# START OF Dataset rows

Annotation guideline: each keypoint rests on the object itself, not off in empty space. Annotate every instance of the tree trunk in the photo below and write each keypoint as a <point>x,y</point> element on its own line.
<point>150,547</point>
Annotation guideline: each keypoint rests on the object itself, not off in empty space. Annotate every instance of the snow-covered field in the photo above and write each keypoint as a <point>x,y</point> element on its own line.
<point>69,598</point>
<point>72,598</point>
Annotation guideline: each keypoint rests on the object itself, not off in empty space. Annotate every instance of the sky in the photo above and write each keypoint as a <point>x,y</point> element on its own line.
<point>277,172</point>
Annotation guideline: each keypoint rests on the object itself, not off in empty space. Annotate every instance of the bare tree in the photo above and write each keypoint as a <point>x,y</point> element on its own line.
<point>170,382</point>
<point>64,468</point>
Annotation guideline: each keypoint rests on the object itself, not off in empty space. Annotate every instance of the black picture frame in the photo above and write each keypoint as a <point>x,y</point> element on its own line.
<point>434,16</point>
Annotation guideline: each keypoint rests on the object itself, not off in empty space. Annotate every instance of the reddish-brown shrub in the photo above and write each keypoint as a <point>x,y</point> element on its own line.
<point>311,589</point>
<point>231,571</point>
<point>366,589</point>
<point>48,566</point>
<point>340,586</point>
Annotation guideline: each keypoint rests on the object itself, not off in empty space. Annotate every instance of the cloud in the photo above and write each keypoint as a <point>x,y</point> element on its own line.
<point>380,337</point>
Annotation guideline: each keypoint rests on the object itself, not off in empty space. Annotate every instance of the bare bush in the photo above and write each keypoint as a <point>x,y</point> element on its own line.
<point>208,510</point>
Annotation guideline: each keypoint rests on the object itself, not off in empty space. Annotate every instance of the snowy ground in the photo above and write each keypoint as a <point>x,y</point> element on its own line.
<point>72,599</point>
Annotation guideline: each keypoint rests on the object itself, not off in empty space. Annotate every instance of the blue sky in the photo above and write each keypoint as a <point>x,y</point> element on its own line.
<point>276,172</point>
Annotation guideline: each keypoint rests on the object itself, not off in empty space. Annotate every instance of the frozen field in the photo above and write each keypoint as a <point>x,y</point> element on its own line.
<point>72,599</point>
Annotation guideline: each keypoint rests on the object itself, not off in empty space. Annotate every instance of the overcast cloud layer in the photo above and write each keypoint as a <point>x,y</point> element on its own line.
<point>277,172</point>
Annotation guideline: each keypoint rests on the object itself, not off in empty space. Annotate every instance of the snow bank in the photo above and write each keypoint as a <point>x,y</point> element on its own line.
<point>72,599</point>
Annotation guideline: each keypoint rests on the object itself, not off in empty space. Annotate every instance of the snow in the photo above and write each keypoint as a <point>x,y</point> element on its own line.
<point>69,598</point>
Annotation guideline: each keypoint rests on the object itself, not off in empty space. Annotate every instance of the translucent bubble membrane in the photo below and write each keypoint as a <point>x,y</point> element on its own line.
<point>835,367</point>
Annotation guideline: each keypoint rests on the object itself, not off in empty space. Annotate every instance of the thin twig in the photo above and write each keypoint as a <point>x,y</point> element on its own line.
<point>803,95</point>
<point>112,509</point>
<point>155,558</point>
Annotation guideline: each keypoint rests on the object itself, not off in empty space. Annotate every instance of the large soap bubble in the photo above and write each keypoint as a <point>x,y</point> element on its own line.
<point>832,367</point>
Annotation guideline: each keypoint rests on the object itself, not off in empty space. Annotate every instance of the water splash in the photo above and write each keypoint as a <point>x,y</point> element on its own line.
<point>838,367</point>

# END OF Dataset rows

## Your task
Reproduce every one of the lines above word for word, keeping their order.

## Exercise response
Annotation guideline: each keypoint rests on the object itself, not off in empty space. Annotate every instance of the tree trunk in the photo below and write each keypoint as a <point>x,y</point> element on its own line.
<point>150,547</point>
Annotation guideline: each keypoint rests on the object itself, not off in empty space. Annotate every instance of the snow-covered field in the photo above and write each keypoint as a <point>x,y</point> element on its own line.
<point>69,598</point>
<point>72,598</point>
Annotation guideline: each keypoint rests on the object itself, not off in empty space. Annotate every instance of the sky in the photo above and write each keypoint as a <point>x,y</point> element on its own line.
<point>277,172</point>
Annotation guideline: each keypoint rests on the object itself, not off in empty space. Annotate every instance of the bare tree in the photo above and write each keypoint as a <point>x,y</point> element on its own line.
<point>170,382</point>
<point>64,468</point>
Annotation guideline: each keypoint rests on the object itself, not off in empty space. Annotate every instance of the black picture frame in the photo above and write each keypoint as a <point>x,y</point> element on its own line.
<point>434,16</point>
Annotation guideline: each keypoint rests on the object itself, not off in empty space. Annotate every instance of the reddish-brown shrub in the photo above and write each keypoint as a <point>x,y</point> element on its own line.
<point>311,589</point>
<point>231,571</point>
<point>366,589</point>
<point>48,566</point>
<point>340,586</point>
Annotation guideline: each keypoint rests on the object itself, not off in empty space. Annotate every instance of the cloud in the photo above and write each keypoint as a <point>x,y</point> element on its own line.
<point>380,337</point>
Annotation guideline: each keypoint rests on the object itself, not off in empty space. Annotate every instance of the bare bush in the photo above and write each keypoint as a <point>x,y</point> element on its own line.
<point>208,510</point>
Annotation guideline: each keypoint rests on the object itself, not off in empty space. Annotate every instance of the snowy ground in the photo above and write each keypoint as a <point>x,y</point> element on its own line.
<point>72,599</point>
Annotation guideline: each keypoint rests on the object itself, not off in empty space. Annotate every instance of the blue sky in the photo above and write each keypoint as a <point>x,y</point> element on its own line.
<point>276,172</point>
Annotation guideline: each keypoint rests on the object itself, not off in empty space. Annotate every instance of the frozen field in the photo above and write each keypoint as a <point>x,y</point> element on its own line.
<point>72,599</point>
Annotation guideline: each keypoint rests on the object itself, not off in empty space. Annotate every instance of the overcast cloud layer in the photo above and write each keypoint as a <point>x,y</point> element on its own line.
<point>277,172</point>
Annotation guideline: each keypoint rests on the object itself, not off in empty space. Annotate every instance of the snow bank in the photo above and write each keypoint as a <point>x,y</point> element on its own line.
<point>72,599</point>
Annotation guideline: each keypoint rests on the object itself, not off in empty space. Annotate every instance of the snow in the photo above and write each keypoint as a <point>x,y</point> element on its own line.
<point>69,598</point>
Annotation guideline: each keypoint rests on the object itself, not off in empty space. Annotate every instance of the translucent bubble membrane in the photo below and write each keypoint as a <point>x,y</point> element on its own line.
<point>835,367</point>
Annotation guideline: each keypoint rests on the object itself, not off in empty space. Annotate every instance of the thin twig in the photo above and write each keypoint as a <point>x,y</point> element on its own line.
<point>803,95</point>
<point>112,509</point>
<point>155,558</point>
Annotation guideline: each keypoint rests on the object itself, not off in empty space. Annotate every instance of the large soap bubble in the photo above and write each keypoint as a <point>x,y</point> element on its own line.
<point>832,367</point>
Annotation guideline: each keypoint rests on the object itself, not off in empty space. Annotate every instance of the water splash in the photo above and write each keypoint as a <point>x,y</point> element on its own line.
<point>838,367</point>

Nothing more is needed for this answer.